■ Short problem ■
Write every record out again exactly as given.

## START Given records

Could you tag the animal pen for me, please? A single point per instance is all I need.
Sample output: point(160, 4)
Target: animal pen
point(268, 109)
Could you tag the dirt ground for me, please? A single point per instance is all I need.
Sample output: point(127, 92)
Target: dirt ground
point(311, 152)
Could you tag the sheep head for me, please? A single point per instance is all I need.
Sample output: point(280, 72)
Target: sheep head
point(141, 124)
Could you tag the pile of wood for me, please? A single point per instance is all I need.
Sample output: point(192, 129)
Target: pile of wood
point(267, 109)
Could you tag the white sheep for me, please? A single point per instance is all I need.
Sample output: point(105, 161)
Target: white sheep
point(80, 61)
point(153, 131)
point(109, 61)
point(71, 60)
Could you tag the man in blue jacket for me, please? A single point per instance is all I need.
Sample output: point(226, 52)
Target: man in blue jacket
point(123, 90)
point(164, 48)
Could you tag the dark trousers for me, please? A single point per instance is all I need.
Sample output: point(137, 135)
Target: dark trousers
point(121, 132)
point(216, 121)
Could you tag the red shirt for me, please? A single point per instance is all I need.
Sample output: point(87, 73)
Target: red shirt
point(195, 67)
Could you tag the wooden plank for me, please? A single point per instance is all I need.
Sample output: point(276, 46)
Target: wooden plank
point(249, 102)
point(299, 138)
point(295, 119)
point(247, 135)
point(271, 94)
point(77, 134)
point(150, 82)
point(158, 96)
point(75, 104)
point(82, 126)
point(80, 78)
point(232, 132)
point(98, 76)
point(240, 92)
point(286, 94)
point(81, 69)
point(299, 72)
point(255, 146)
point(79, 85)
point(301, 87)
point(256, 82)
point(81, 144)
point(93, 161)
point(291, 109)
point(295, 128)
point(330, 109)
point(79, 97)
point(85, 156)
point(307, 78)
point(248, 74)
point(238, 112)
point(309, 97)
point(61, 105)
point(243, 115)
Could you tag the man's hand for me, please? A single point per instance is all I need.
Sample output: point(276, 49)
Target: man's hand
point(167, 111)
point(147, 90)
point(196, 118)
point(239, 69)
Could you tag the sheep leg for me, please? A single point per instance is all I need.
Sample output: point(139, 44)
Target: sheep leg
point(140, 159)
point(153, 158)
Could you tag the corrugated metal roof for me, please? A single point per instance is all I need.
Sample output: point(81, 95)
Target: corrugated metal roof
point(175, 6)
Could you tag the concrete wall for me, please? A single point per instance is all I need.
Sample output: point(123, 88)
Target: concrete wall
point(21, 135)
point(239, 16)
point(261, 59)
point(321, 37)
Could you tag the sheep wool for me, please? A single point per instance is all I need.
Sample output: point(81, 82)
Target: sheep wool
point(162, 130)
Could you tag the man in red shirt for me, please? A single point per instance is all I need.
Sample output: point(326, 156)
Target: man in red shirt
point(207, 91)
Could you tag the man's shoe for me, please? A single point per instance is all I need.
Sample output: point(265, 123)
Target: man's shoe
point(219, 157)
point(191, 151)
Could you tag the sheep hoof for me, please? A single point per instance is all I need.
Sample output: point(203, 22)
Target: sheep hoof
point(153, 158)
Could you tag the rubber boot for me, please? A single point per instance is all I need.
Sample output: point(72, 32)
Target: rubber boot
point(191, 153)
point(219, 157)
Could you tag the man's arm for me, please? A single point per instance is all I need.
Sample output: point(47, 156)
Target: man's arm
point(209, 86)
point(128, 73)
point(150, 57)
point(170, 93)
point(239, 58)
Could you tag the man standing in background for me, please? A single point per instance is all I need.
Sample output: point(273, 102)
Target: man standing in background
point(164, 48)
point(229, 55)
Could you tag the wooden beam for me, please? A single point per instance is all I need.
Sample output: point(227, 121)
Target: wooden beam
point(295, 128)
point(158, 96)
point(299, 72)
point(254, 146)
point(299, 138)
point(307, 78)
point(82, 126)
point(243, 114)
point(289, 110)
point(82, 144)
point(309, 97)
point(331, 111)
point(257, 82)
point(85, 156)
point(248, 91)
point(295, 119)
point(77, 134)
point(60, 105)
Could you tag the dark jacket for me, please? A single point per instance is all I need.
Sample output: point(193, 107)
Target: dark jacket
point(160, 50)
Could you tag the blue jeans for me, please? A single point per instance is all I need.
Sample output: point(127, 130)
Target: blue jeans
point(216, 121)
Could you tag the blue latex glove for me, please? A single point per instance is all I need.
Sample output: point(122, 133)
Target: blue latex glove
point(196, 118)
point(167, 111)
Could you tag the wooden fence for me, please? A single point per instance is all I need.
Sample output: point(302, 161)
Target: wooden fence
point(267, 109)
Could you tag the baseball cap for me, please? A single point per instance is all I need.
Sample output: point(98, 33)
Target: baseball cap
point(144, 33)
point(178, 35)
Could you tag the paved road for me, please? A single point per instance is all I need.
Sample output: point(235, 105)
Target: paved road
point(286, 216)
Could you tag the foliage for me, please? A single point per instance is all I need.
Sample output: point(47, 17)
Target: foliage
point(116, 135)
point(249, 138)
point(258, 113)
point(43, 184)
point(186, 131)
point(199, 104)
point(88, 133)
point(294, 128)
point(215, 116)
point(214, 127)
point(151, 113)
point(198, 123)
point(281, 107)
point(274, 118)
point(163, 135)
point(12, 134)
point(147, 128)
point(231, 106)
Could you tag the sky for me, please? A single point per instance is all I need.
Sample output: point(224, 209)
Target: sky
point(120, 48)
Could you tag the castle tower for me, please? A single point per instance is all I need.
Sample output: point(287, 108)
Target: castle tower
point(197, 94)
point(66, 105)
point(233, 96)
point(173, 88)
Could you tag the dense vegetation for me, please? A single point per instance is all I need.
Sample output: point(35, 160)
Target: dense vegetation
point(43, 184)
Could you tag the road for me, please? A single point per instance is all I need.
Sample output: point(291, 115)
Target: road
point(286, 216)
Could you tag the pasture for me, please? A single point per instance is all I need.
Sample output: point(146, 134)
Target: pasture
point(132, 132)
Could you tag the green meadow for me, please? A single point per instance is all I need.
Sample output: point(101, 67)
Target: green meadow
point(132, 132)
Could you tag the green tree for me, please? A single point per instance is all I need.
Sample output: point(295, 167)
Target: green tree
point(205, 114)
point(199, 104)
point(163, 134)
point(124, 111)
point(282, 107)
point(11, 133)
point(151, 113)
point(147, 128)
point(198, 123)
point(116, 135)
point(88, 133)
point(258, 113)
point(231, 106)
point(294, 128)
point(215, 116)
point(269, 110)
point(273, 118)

## END Given records

■ Correct result ■
Could you tag the animal pen for me, please? A single point per instance is all I need.
Sample output: point(160, 4)
Target: animal pen
point(268, 109)
Could you tag the dirt ground for me, please? A single point per instance is all I need.
Sample output: point(127, 92)
Target: dirt ground
point(311, 152)
Could you tag the sheep head for me, please? A single point per instance is all I need.
Sample output: point(280, 72)
Target: sheep head
point(141, 124)
Could you tag the pile of wood for me, please? A single point per instance is all I need.
Sample output: point(192, 129)
Target: pile of wood
point(267, 109)
Could you tag the white sheep for me, please? A single point per instance is all I need.
Sample output: point(105, 161)
Target: white sheep
point(80, 61)
point(153, 131)
point(109, 61)
point(71, 60)
Could you tag the man in blue jacket for me, please? A single point per instance is all I need.
Sample output: point(226, 52)
Target: man in blue jacket
point(123, 90)
point(164, 48)
Could you tag the dark trousers for me, please? A single point per instance is all I need.
Sample output: point(137, 135)
Target: dark trousers
point(121, 132)
point(216, 121)
Could you tag the red shirt for me, please? A single point per instance is all I need.
Sample output: point(87, 73)
Target: red shirt
point(195, 67)
Could you tag the wooden plank for me, please? A single point per instance is all I need.
Sample output: point(276, 46)
Target: wooden plank
point(249, 102)
point(299, 138)
point(295, 119)
point(247, 135)
point(271, 94)
point(77, 134)
point(150, 82)
point(158, 96)
point(75, 104)
point(82, 126)
point(80, 78)
point(232, 132)
point(98, 76)
point(240, 92)
point(286, 94)
point(81, 69)
point(299, 72)
point(255, 146)
point(79, 85)
point(301, 87)
point(256, 82)
point(81, 144)
point(93, 161)
point(291, 109)
point(295, 128)
point(330, 109)
point(79, 97)
point(85, 156)
point(307, 78)
point(248, 74)
point(238, 112)
point(309, 97)
point(61, 105)
point(243, 115)
Could you tag the man's hand for me, please? A single point per instance is all I need.
Sample output: point(276, 49)
Target: man's hand
point(167, 111)
point(147, 90)
point(196, 118)
point(239, 69)
Could you tag the sheep leg for me, please? A single point per instance is all I need.
Sample output: point(139, 44)
Target: sheep leg
point(140, 159)
point(153, 158)
Could you tag the corrugated metal roof for me, please? A single point per instance is all I need.
Sample output: point(81, 95)
Target: corrugated metal roof
point(175, 6)
Could you tag the concrete wall for me, please? A single point per instance is all I need.
Sample output: point(123, 88)
Target: concrete wall
point(21, 135)
point(239, 16)
point(261, 59)
point(321, 37)
Could you tag the sheep wool for me, please? A single point per instance is all I need.
Sample output: point(81, 82)
Target: sheep wool
point(162, 130)
Could you tag the man in red shirt for me, please? A single point per instance is all I need.
Sample output: point(326, 156)
Target: man in red shirt
point(207, 91)
Could you tag the man's shoe for me, please? A single point per instance is all I need.
Sample output: point(265, 123)
Target: man's shoe
point(219, 157)
point(191, 151)
Could you tag the sheep hoof for me, please? A single point per instance is all I need.
Sample output: point(203, 22)
Target: sheep hoof
point(153, 158)
Could you tag the rubber boot for me, please? A single point per instance is all I need.
Sample output: point(72, 32)
Target: rubber boot
point(191, 153)
point(219, 157)
Could you tag the man's arm for me, please? A single point per instance is all I need.
Sample output: point(47, 156)
Target: man's arm
point(209, 86)
point(128, 73)
point(150, 57)
point(170, 93)
point(239, 58)
Could you tag the man standing in background for me, please? A single point per instance is all I need.
Sample output: point(273, 102)
Target: man standing in background
point(164, 48)
point(229, 55)
Could you tag the wooden beam for me, please? A single point per instance is all I need.
Sample output: point(227, 121)
Target: wooden beam
point(295, 128)
point(158, 96)
point(299, 72)
point(254, 146)
point(299, 138)
point(307, 78)
point(82, 126)
point(243, 114)
point(289, 110)
point(82, 144)
point(309, 97)
point(331, 111)
point(257, 82)
point(85, 156)
point(248, 91)
point(295, 119)
point(77, 134)
point(60, 105)
Could you tag the dark jacket for me, please? A single point per instance is all I need.
Sample output: point(193, 107)
Target: dark jacket
point(160, 50)
Could you tag the blue jeans for me, please? A single point per instance is all I need.
Sample output: point(127, 130)
Target: blue jeans
point(216, 121)
Could you tag the blue latex glove for me, please? A single point per instance is all I need.
Sample output: point(122, 133)
Target: blue latex glove
point(196, 118)
point(167, 111)
Could you tag the wooden fence for me, please? A single point per instance is all I need.
Sample output: point(302, 161)
Target: wooden fence
point(267, 109)
Could you tag the baseball cap for me, please? A single point per instance is all I need.
Sample output: point(98, 33)
Target: baseball cap
point(144, 33)
point(178, 35)
Could you tag the paved road for me, please? A single point per instance is all I need.
Sample output: point(235, 105)
Target: paved road
point(286, 216)
Could you tag the foliage for me, please? A single point per instance is all I need.
Sample output: point(47, 17)
Target: foliage
point(116, 135)
point(249, 138)
point(258, 113)
point(43, 184)
point(186, 131)
point(199, 104)
point(88, 133)
point(294, 128)
point(215, 116)
point(214, 127)
point(151, 113)
point(198, 123)
point(281, 107)
point(274, 118)
point(163, 135)
point(12, 134)
point(147, 128)
point(231, 106)
Could you tag the sky for me, please? A single point per instance is all I need.
Sample output: point(224, 209)
Target: sky
point(120, 48)
Could you tag the castle tower for me, please? A single point per instance is all I need.
Sample output: point(287, 108)
Target: castle tower
point(197, 94)
point(66, 105)
point(233, 96)
point(173, 88)
Could you tag the dense vegetation for me, please? A single point per instance is all I need.
Sample output: point(35, 160)
Target: dense vegetation
point(43, 184)
Could you tag the road for me, please? A single point per instance is all I need.
Sample output: point(291, 115)
Target: road
point(286, 216)
Could you tag the pasture for me, please? A single point per instance is all I need.
Sample output: point(146, 134)
Target: pasture
point(132, 132)
Could you tag the green meadow for me, please? A single point per instance is all I need.
Sample output: point(101, 67)
Target: green meadow
point(132, 132)
Could you tag the green tree for me, please? A single point per instance is all I need.
Sample output: point(295, 167)
Target: green tree
point(205, 114)
point(199, 104)
point(163, 134)
point(124, 111)
point(282, 107)
point(11, 133)
point(151, 113)
point(147, 128)
point(198, 123)
point(116, 135)
point(88, 133)
point(258, 113)
point(231, 106)
point(294, 128)
point(215, 116)
point(269, 110)
point(273, 118)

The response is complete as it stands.